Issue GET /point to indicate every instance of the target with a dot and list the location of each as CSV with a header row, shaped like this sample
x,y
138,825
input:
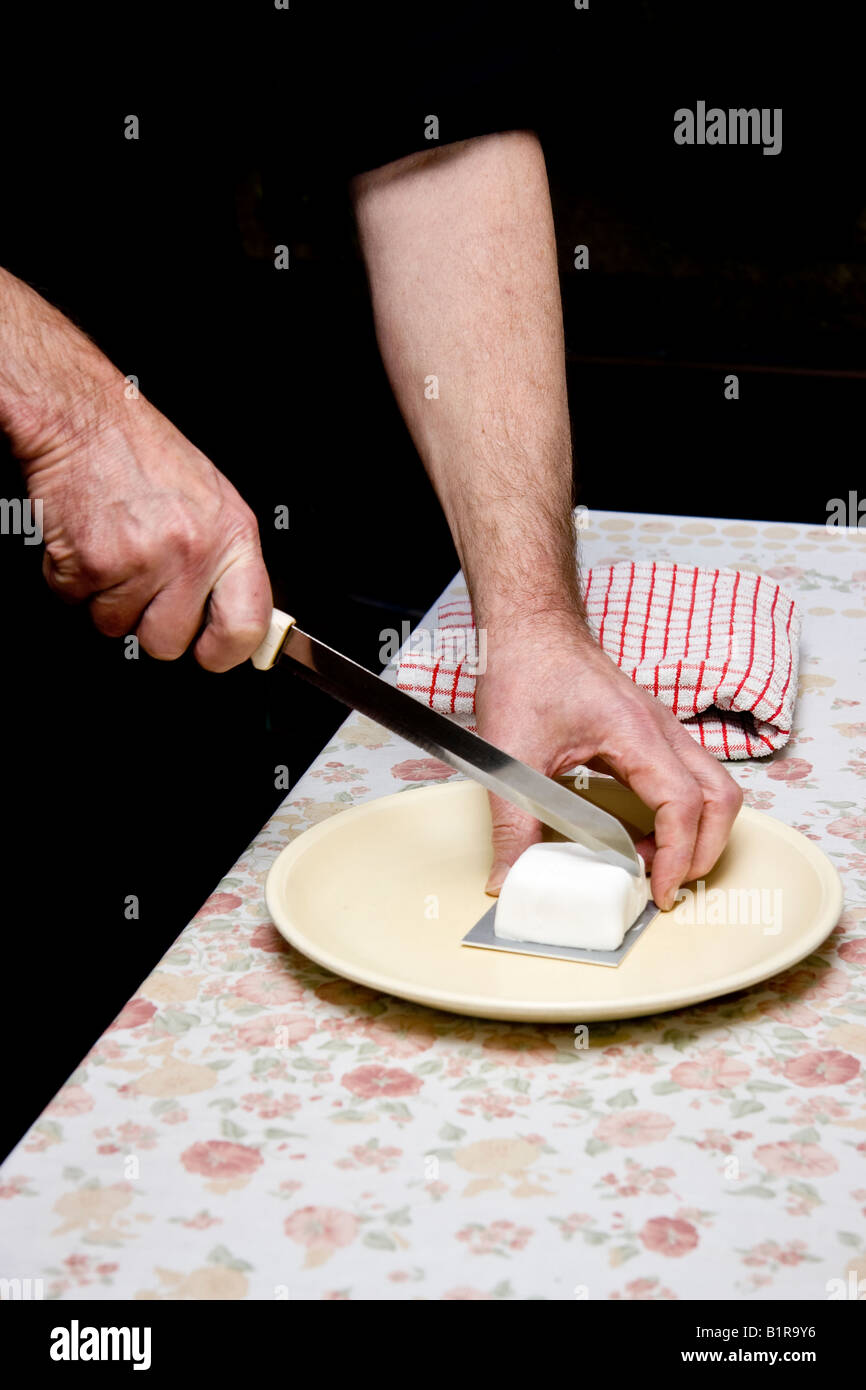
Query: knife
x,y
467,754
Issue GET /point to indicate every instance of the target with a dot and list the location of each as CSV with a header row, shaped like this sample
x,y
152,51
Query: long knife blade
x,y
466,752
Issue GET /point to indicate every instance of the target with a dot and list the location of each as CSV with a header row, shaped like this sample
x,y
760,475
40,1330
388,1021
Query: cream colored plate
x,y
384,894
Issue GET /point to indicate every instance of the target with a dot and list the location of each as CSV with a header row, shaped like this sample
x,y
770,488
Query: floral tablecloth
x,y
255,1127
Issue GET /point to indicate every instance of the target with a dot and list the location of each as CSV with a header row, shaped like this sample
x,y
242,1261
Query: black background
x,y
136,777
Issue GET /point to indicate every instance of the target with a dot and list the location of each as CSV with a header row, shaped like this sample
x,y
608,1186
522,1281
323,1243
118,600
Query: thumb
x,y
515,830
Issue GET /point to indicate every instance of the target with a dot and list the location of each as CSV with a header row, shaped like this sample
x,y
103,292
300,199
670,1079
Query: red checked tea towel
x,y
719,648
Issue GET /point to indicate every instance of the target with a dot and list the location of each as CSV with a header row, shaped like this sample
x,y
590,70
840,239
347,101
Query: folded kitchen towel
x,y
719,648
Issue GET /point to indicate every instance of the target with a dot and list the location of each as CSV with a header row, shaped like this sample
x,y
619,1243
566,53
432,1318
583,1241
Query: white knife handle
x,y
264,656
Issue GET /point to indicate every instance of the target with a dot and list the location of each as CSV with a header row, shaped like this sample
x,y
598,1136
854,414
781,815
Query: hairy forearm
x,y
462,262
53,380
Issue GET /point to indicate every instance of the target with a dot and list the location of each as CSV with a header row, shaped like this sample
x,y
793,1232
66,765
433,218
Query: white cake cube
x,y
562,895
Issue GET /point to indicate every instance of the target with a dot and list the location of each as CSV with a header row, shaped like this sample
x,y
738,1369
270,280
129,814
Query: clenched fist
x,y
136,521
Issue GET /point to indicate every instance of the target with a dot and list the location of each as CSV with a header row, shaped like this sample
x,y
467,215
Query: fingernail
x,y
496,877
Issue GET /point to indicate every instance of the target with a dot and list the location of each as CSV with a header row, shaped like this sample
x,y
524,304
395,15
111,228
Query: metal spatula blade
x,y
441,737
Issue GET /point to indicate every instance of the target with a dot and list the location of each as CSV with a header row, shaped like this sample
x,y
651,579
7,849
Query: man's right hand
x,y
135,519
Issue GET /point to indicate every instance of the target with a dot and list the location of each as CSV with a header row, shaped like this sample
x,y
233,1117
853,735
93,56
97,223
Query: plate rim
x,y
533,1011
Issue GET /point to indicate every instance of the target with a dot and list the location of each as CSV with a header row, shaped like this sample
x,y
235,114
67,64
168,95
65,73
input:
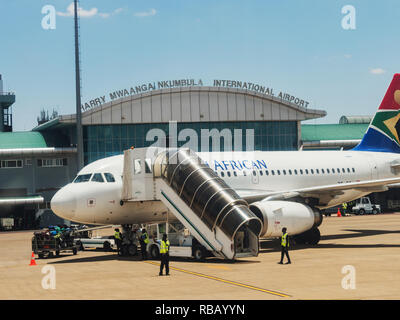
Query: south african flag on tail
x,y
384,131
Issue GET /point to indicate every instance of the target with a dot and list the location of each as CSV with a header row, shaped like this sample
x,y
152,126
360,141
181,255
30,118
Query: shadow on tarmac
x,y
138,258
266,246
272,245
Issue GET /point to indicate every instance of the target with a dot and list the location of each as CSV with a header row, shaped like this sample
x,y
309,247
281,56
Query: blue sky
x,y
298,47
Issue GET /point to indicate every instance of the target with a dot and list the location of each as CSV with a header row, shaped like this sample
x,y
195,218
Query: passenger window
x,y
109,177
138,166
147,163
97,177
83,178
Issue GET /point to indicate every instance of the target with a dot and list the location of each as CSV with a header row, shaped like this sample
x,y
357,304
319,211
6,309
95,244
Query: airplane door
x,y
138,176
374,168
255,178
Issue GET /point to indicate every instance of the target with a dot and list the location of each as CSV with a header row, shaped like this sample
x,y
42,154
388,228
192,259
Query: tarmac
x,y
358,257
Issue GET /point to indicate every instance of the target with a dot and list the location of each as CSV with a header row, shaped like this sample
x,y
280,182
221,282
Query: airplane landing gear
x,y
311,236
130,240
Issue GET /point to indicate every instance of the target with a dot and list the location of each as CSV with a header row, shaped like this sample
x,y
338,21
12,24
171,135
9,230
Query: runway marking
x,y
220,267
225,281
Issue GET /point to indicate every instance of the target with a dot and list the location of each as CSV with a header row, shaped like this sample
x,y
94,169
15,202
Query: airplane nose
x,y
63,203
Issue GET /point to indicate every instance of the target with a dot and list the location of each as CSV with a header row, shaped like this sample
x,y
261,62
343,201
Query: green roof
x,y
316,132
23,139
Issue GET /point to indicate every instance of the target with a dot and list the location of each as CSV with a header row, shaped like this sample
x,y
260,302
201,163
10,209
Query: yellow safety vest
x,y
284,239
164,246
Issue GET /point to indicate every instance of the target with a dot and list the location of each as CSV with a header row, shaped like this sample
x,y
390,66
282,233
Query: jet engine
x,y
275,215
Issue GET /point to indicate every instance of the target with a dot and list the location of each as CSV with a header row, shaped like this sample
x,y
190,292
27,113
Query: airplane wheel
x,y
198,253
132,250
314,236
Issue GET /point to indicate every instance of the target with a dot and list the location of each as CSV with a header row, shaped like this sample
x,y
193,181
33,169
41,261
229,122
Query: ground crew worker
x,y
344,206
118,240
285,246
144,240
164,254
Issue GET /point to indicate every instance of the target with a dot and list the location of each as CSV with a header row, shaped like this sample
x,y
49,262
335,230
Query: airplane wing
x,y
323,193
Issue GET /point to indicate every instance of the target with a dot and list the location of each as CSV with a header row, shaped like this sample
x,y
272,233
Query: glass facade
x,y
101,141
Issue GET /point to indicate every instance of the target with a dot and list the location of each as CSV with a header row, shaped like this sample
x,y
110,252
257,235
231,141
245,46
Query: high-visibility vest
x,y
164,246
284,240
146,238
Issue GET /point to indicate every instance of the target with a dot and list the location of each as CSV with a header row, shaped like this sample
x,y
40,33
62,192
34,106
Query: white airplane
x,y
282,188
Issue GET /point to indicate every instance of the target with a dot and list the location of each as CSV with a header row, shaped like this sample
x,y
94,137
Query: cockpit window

- - - - - - -

■ Problem description
With the images excluded, reproduce the data above precisely as written.

■ Exercise solution
Issue GET /point to indicate every instance of the target with a dot and list the location of each as CSV with a header row, shaped like this sample
x,y
138,825
input:
Query: knife
x,y
467,754
Issue GET /point to indicate every instance of the target with a dot and list the location of each as CSV with a header row, shaped like this sample
x,y
152,51
Query: long knife blade
x,y
466,752
Issue GET /point to indicate every instance of the target with a dot and list the location of each as CSV with a header row, shaped like this sample
x,y
760,475
40,1330
388,1021
Query: cream colored plate
x,y
384,894
Issue GET /point to indicate every instance of the target with a dot and list the location of each as CSV with a header row, shaped like this sample
x,y
770,488
Query: floral tablecloth
x,y
255,1127
Issue GET /point to indicate every instance of the target with a dot and list the location of each as CSV with a header row, shaped like this sample
x,y
242,1261
Query: black background
x,y
136,777
Issue GET /point to indicate every instance of the target with a dot and list the location of each as CSV with a header row, shaped like this sample
x,y
608,1186
522,1281
323,1243
118,600
Query: thumb
x,y
515,830
Issue GET /point to indicate every instance of the target with a dot and list the location of each as CSV with a header row, shaped like this sample
x,y
103,292
300,199
670,1079
Query: red checked tea towel
x,y
719,648
Issue GET /point to indicate every instance of the target with a dot and list the location of each as CSV with a header row, shaped like this sample
x,y
590,70
840,239
347,101
Query: folded kitchen towel
x,y
719,648
Issue GET /point to indicate every instance of the target with a dot and list the location of each as CSV with a header row, shaped like this sample
x,y
619,1243
566,53
432,1318
583,1241
Query: white knife handle
x,y
264,656
Issue GET /point to indicate every instance of the target with a dot and list the location of each as CSV with a header row, shaped like this sample
x,y
598,1136
854,414
781,815
Query: hairy forearm
x,y
462,262
53,380
Issue GET /point to indicate every instance of the target with a dot and list the location of each as CSV with a header row, shaped like this sample
x,y
793,1232
66,765
433,218
Query: white cake cube
x,y
562,895
Issue GET /point to indicate every instance of the target with a dot and list the location of each as CSV with a header row, shaped like this sample
x,y
738,1369
270,280
129,814
Query: clenched fist
x,y
136,521
Issue GET /point to indicate every instance of the target with a dot and list the location of each as CSV with a header row, shaped like this sample
x,y
467,215
Query: fingernail
x,y
496,877
Issue GET /point to indicate every instance of the target with a dot and list the location of each as CSV with a header row, shaped like this sample
x,y
524,304
395,15
111,228
Query: metal spatula blade
x,y
441,737
Issue GET /point to indicate every instance of the target with a dot and list the location of each as CSV with a header row, shaped like this sample
x,y
651,579
7,849
Query: man's right hand
x,y
135,519
Issue GET /point to indicate every instance of the target with a dot and list the location of each as CSV with a header row, shaped like this sample
x,y
233,1117
853,735
93,56
97,223
Query: plate rim
x,y
533,1011
Issue GET /point to indicate every instance of the target with a dot and list the location of each as CSV with a header row, shaped like this sample
x,y
235,114
67,64
168,95
65,73
input:
Query: south african flag on tail
x,y
384,131
Issue GET /point to indicate every instance of the target with a dot and list the location of each as CSV with a header row, shaped like this sample
x,y
152,126
360,141
181,255
30,118
Query: shadow on tarmac
x,y
138,258
266,246
272,245
Issue GET /point to indicate every instance of the target with a dot and list the location of each as CSV with a header row, shaped like this sample
x,y
309,247
281,56
Query: blue sky
x,y
298,47
Issue GET /point to indicate every instance of the target with a dot and list the location of each as CSV with a header row, shaped like this sample
x,y
195,218
Query: passenger window
x,y
109,177
138,166
147,163
97,177
83,178
Issue GET /point to indicate every instance of the target with a dot and list the location of each as CSV with a header row, shaped like this sample
x,y
357,304
319,211
6,309
95,244
Query: airplane door
x,y
138,176
374,168
255,178
Issue GET /point to indicate every instance of the target with a dot and list the location of each as CSV with a header row, shaped like this sample
x,y
42,154
388,228
192,259
Query: tarmac
x,y
358,257
Issue GET /point to indicate every instance of the target with a dot and list the location of each as CSV with a header row, shaped like this sample
x,y
280,182
221,282
Query: airplane landing gear
x,y
311,236
130,240
Issue GET /point to indicate every instance of the target with a dot and list the location of each as CSV with a header row, shaped like this sample
x,y
338,21
12,24
171,135
9,230
Query: runway marking
x,y
220,267
225,281
Issue GET /point to indicate every instance of the target with a dot and list the location of each as CSV with a header row, shaped like this sample
x,y
94,169
15,202
Query: airplane nose
x,y
63,203
Issue GET /point to indicate every instance of the target with a dot and list the location of each as CSV with a header row, shaped like this sample
x,y
261,62
343,201
Query: green roof
x,y
316,132
23,139
Issue GET /point to indicate every instance of the target with a dot and list the location of each as CSV with a header row, shaped like this sample
x,y
260,302
201,163
10,209
Query: yellow safety vest
x,y
284,239
164,246
Issue GET /point to indicate every instance of the target with a dot and list the location of each as CSV with a header row, shaped like this sample
x,y
390,66
282,233
Query: jet engine
x,y
275,215
Issue GET /point to indicate every instance of the target with a dot and list the location of each as CSV with a header row, shaped like this sample
x,y
190,292
27,113
Query: airplane wheel
x,y
198,253
132,250
314,236
Issue GET /point to indicate every instance of the target with a dot and list the location of each as CSV with a header row, shaped like this sample
x,y
193,181
33,169
41,261
229,122
Query: ground crew worker
x,y
344,206
118,240
285,246
144,240
164,254
Issue GET /point to indicate every instance of the target with a dot and list the location of each as CSV with a header row, shaped like this sample
x,y
49,262
335,230
Query: airplane wing
x,y
323,193
Issue GET /point to indicate every instance of the target with a dot and list the location of each as CSV with a header row, shaped like this sample
x,y
272,233
Query: glass facade
x,y
101,141
Issue GET /point to indicate every instance of the target with a dot and list the location of each as CSV with a header row, shaped like this sample
x,y
110,252
257,235
231,141
245,46
Query: high-visibility vest
x,y
164,246
284,240
146,238
Issue GET /point to indicate every instance of the target with a dot and list the location of each as CSV with a header row, shaped like this sample
x,y
40,33
62,192
34,106
Query: white airplane
x,y
282,188
Issue GET /point to indicate every instance of the target with a dot and list the location of each as CSV with a header row, shaped like this sample
x,y
94,137
Query: cockpit window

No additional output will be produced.